(Dataset records)
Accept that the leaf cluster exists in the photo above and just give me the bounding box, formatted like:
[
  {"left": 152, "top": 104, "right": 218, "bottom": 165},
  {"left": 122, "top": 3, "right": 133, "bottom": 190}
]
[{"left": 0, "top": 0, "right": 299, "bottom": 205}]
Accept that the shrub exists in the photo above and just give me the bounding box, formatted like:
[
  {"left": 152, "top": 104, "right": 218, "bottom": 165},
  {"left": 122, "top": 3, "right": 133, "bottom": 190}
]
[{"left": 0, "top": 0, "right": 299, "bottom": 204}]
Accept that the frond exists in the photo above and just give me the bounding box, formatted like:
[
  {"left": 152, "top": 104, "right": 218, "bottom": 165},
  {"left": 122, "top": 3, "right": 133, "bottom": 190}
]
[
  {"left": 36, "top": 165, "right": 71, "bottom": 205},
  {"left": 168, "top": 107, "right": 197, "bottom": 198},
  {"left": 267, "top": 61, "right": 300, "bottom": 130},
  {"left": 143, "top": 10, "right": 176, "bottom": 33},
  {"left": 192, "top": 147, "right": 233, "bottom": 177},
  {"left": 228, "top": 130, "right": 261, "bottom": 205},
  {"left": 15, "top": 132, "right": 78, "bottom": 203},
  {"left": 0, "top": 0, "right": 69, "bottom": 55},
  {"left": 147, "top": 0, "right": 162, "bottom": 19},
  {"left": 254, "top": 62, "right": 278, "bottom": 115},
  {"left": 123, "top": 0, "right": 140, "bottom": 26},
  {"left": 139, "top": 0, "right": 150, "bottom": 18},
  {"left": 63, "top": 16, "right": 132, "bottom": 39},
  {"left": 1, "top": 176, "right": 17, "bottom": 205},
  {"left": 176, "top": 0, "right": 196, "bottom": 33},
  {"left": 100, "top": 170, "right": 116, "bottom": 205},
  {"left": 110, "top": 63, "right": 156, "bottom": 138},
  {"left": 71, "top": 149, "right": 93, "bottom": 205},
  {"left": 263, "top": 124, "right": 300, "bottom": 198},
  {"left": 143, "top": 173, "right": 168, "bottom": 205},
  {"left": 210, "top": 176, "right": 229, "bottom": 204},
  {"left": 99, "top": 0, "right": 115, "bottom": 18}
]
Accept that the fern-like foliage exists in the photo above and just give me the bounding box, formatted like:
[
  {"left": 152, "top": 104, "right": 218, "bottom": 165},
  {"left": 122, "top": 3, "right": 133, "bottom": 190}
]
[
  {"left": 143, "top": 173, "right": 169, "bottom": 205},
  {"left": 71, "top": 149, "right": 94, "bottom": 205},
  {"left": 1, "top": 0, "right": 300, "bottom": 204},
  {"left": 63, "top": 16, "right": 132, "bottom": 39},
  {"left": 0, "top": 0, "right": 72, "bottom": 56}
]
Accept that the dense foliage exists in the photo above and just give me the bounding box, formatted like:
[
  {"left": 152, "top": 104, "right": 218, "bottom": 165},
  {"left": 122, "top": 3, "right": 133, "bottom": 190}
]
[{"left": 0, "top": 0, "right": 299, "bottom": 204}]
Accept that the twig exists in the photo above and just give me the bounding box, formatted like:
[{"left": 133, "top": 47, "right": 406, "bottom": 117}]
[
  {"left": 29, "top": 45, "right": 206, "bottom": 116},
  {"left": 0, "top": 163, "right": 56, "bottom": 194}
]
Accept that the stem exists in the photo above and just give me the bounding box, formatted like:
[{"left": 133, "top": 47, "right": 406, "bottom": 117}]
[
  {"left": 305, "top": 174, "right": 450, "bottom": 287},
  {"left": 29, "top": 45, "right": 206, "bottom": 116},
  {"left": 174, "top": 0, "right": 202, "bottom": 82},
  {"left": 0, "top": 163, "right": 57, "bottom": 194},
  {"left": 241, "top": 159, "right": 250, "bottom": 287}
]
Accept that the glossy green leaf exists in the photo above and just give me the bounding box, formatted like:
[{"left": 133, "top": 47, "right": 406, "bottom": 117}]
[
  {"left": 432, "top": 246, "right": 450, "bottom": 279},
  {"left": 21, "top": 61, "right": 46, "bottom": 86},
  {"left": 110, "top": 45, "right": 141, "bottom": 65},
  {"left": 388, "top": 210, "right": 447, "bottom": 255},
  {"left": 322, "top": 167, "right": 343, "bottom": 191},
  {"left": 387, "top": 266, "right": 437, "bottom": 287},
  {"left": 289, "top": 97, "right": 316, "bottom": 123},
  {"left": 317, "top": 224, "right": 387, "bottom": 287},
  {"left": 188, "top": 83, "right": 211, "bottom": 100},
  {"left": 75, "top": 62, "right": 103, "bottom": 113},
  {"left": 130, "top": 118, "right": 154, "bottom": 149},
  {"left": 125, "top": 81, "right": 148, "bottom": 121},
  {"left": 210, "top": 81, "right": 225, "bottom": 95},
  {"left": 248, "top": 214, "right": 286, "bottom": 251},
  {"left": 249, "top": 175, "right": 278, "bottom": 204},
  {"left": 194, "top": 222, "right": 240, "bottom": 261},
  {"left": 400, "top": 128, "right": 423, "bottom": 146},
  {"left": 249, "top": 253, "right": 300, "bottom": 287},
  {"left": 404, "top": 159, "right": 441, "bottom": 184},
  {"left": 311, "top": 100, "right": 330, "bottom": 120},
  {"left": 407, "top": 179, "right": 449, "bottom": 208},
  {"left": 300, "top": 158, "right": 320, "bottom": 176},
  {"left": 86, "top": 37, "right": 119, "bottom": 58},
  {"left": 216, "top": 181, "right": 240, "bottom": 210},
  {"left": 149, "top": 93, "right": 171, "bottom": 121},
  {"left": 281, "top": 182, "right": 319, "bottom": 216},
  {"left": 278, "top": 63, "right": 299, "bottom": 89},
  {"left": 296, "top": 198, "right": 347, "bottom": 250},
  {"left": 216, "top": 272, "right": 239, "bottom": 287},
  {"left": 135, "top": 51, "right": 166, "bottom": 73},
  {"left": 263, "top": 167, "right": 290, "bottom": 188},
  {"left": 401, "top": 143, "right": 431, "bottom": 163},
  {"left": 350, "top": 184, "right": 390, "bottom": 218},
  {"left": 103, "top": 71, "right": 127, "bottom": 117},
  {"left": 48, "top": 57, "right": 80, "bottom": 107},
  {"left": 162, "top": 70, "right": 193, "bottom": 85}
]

What the exercise asks ->
Run a filter over the data above and keep each line that contains the word "leaf".

Written answer ->
Accept that the leaf cluster exists in the photo above and just give me the bounding box, formatted like:
Accept that the glossy green leaf exists in the photo above and just give me the bounding box, formatted like:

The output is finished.